(Reuters) – A late-season snowstorm that swept the mid-Atlantic and northeastern United States began to weaken on Wednesday after killing six people, grounding thousands of flights and closing schools.
Still, millions of people on the East Coast faced temperatures 10 to 25 degrees below average, wind gusts of 30 mph (50 kph) and slick roads and sidewalks as they returned to work and classes on Wednesday.
“Residual snow and slush will refreeze early this morning, resulting in hazardous conditions,” the National Weather Service said in an advisory, urging those who ventured out early to use extra caution.
The rare mid-March “nor’easter” was tapering off over upstate New York and northern New England after dumping as much as a foot (30 cm) of snow with gale-force winds throughout the region on Tuesday, the weather service said.
As life returns to normal for many, students in Boston Public Schools will have the day off while the city and surrounding area continue to dig out from heavy snowfall.
Amtrak said its trains would operate on a modified schedule between New York City and Boston and between New York City and Albany on Wednesday.
On Tuesday, snow fell from the lower Great Lakes and central Appalachians to the Eastern Seaboard and as far south as North Carolina.
Some cities, such as Washington, D.C., and New York, got just a few inches of snow, far less than the anticipated amounts that forced public officials to close schools, stop commuter trains and warn people to stay indoors on Tuesday.

- _Problem set_
[1] In the snowstorm report, how many people did the storm kill?
[2] Shorten the paragraph of the snowstorm report that begins "Some cities, such as Washington, D.C., and New York" into a single brief sentence that keeps its main facts.
[3] Extend the news report on the mid-March snowstorm with one or two more paragraphs, starting after its final sentence.

- _Record set_
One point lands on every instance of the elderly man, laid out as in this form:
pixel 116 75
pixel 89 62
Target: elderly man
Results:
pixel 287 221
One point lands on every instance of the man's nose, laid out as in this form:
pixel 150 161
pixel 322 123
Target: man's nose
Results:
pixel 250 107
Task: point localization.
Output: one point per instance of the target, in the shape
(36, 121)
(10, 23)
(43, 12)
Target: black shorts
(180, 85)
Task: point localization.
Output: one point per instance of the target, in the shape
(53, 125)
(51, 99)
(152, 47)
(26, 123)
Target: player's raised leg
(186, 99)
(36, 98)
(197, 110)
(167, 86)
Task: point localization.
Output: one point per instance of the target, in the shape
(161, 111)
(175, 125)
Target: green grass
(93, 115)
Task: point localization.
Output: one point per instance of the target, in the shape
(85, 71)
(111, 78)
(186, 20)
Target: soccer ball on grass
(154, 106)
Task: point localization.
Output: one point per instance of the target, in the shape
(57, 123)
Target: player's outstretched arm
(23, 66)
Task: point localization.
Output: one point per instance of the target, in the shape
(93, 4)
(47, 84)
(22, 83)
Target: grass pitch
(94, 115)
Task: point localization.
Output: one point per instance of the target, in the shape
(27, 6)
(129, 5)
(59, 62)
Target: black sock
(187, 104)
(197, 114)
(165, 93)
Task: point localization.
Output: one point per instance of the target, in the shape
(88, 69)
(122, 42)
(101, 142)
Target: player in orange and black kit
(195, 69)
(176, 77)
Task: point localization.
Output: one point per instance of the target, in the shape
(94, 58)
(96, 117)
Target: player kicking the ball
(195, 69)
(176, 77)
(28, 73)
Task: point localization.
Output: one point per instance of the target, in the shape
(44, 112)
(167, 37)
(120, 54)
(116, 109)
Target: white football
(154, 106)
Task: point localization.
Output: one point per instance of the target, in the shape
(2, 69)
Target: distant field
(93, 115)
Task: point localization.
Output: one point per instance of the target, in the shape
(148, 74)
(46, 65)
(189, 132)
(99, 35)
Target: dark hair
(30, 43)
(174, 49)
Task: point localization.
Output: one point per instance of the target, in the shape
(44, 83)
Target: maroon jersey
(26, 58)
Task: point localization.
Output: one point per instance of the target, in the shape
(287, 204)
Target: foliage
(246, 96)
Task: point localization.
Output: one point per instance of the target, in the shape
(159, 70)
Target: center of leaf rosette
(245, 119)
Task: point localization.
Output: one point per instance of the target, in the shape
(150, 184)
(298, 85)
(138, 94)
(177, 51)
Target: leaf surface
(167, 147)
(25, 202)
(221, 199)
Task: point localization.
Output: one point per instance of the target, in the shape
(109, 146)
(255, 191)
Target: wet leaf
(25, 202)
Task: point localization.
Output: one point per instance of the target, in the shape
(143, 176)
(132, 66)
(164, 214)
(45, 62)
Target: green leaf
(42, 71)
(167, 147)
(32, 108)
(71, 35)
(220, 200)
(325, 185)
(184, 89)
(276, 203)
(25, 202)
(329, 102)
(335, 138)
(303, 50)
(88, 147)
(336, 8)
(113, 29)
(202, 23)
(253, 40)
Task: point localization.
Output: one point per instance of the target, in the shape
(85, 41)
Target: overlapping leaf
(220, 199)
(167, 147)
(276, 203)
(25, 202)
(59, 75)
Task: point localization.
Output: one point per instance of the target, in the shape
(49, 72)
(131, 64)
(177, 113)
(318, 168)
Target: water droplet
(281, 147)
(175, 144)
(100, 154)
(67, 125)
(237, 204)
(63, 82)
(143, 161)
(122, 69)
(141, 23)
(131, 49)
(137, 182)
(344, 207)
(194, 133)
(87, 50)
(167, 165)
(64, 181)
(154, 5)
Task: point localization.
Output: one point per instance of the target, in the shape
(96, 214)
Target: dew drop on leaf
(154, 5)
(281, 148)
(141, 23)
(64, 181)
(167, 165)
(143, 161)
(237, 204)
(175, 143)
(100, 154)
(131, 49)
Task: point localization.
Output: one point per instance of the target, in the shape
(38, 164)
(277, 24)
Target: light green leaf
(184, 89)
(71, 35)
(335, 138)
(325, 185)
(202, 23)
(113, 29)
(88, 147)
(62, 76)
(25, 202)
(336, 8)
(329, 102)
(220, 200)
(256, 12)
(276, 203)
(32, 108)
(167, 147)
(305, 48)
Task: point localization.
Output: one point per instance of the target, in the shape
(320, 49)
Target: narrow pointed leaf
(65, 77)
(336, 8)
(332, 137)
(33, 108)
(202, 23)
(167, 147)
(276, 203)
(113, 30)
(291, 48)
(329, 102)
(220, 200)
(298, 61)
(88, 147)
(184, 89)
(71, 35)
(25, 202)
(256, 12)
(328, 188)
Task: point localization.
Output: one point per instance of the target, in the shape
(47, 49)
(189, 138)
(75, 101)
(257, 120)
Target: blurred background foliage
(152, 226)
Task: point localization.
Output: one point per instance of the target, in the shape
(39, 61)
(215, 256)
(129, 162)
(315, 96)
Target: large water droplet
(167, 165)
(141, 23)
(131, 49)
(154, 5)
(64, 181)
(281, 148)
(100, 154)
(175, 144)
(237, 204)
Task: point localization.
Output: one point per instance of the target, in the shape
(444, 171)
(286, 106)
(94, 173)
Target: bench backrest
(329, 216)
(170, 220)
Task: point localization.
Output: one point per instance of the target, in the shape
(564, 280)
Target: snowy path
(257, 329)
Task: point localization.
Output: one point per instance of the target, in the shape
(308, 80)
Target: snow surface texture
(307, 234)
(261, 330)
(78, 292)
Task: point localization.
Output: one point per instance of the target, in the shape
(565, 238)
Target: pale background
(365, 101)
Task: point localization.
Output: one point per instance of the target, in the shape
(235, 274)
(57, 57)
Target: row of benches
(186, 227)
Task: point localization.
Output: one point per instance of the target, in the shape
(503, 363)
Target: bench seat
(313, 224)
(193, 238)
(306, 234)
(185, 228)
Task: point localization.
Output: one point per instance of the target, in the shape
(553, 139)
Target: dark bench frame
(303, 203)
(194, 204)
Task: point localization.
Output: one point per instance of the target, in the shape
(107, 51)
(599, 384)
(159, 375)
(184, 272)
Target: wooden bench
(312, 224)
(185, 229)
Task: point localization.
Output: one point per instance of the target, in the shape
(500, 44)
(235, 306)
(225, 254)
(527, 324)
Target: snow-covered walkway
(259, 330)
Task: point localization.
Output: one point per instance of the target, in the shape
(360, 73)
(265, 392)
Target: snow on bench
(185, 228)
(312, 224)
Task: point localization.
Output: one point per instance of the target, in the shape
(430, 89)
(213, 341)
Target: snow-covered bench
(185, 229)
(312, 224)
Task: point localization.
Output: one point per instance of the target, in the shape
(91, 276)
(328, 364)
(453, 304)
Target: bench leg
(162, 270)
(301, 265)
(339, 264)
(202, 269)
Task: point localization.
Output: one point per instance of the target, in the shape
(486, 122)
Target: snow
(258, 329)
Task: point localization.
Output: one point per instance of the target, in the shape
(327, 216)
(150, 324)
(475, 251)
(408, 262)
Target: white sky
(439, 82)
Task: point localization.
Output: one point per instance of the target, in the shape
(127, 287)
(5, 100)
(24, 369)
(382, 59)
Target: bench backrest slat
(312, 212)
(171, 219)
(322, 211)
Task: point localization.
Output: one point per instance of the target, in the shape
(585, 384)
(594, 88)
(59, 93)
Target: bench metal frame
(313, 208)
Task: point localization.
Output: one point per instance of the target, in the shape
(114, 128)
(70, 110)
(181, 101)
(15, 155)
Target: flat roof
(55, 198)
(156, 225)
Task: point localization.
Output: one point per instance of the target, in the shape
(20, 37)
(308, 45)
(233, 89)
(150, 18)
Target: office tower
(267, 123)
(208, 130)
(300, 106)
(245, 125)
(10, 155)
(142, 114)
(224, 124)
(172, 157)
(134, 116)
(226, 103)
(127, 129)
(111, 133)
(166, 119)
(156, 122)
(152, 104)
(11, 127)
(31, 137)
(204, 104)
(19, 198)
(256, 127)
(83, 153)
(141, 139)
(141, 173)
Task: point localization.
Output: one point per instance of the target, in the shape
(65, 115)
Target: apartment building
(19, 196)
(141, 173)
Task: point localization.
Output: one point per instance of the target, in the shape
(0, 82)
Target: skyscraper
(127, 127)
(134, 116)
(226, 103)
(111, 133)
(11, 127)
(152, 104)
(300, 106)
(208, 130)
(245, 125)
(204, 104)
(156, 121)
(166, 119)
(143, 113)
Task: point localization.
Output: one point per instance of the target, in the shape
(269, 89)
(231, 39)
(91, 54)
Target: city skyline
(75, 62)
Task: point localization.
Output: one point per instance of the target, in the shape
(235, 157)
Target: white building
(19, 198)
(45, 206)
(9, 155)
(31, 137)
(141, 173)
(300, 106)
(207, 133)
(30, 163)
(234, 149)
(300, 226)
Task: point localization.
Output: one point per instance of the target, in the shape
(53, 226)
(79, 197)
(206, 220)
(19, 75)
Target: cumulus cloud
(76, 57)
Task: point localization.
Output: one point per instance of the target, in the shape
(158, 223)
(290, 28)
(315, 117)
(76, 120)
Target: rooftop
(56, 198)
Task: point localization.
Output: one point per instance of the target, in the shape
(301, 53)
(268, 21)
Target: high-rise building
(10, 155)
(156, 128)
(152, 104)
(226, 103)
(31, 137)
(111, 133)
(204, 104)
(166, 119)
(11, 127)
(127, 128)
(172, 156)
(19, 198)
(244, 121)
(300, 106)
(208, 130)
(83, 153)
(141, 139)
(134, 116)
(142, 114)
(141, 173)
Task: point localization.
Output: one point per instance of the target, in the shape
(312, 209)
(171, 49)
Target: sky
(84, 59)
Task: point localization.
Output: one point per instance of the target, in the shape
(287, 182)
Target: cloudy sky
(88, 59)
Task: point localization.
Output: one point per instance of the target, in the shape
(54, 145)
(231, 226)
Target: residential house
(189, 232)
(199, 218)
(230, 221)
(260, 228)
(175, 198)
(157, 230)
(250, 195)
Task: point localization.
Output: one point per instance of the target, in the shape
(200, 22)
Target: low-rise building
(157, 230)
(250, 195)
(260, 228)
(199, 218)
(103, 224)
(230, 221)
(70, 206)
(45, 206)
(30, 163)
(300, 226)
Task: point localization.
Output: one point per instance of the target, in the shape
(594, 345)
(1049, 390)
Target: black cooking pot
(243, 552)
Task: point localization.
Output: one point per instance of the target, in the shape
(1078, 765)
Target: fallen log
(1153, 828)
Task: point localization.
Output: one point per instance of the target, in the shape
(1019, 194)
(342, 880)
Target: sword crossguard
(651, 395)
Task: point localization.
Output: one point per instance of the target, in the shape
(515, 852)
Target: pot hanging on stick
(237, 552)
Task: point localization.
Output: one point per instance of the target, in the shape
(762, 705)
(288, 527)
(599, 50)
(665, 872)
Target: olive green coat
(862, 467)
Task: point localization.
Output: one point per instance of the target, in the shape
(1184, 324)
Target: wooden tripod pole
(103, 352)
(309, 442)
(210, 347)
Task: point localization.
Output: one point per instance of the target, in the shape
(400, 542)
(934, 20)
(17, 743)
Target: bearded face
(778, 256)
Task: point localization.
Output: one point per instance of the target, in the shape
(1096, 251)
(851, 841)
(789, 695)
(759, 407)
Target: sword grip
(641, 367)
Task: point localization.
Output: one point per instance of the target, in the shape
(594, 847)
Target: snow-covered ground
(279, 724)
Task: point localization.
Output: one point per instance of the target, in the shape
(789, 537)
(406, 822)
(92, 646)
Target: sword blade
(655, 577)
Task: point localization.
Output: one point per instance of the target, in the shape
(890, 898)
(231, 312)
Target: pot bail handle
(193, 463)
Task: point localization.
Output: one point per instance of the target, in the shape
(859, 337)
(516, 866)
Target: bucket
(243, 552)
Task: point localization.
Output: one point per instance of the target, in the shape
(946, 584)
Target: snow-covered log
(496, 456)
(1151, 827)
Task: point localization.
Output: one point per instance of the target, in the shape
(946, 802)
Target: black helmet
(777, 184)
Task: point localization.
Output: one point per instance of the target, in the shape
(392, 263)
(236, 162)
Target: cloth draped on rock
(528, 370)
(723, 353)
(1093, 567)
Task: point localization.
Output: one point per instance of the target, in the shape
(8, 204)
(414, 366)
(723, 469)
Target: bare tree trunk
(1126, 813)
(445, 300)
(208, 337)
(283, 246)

- _Responses by task_
[1] The storm killed six people.

[2] Washington, D.C., and New York got only a few inches of snow, far less than forecast, though officials had already closed schools, halted commuter trains and told people to stay indoors on Tuesday.

[3]
Governors in New York, New Jersey, Pennsylvania and Virginia declared states of emergency before the storm.
“Mother Nature is an unpredictable lady sometimes,” New York Governor Andrew Cuomo told a news conference on Tuesday. “She was unpredictable today.” More than 6,000 commercial airline flights across the United States were canceled for the day, said tracking service FlightAware.com. Utility companies said more than 220,000 homes and businesses were without power at the storm’s peak.
Six weather-related fatalities included the death of a 16-year-old girl in a single-car crash in Gilford, New Hampshire, according to the city police department.
A snowplow driver was killed in Longmeadow, Massachusetts, local police said, and four older people died clearing snow in Milwaukee County, Wisconsin, the local medical examiner said.
The storm capped an unusually mild winter, with otherwise below-normal snowfall on much of the Atlantic coast.